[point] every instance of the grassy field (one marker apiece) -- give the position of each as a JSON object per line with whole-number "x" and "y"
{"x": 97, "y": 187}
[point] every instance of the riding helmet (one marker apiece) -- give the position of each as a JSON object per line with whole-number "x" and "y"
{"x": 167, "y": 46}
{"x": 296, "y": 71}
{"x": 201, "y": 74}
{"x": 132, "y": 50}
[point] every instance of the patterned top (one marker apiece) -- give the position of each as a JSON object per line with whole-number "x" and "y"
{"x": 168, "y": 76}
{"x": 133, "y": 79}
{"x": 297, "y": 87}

★ ★ ★

▶ [TASK STATEMENT]: Rewrite all the entries above, changing every "marker" to "dot" and keeping everything else the same.

▶ [ANSWER FOR THE TASK]:
[point] every instance of the grassy field (one dot apiece) -- give the position of each as a JSON object per line with whole-number "x" and "y"
{"x": 97, "y": 187}
[point] every instance of the riding helmet (one dot apiece) -- give the position of each as a JSON object per line with whole-number "x" and "y"
{"x": 167, "y": 46}
{"x": 296, "y": 71}
{"x": 201, "y": 74}
{"x": 132, "y": 50}
[point] every instance of the patterned top (one dot apiece) -- give the position of each as a JSON object per line with whole-number "x" and "y"
{"x": 168, "y": 76}
{"x": 133, "y": 79}
{"x": 297, "y": 87}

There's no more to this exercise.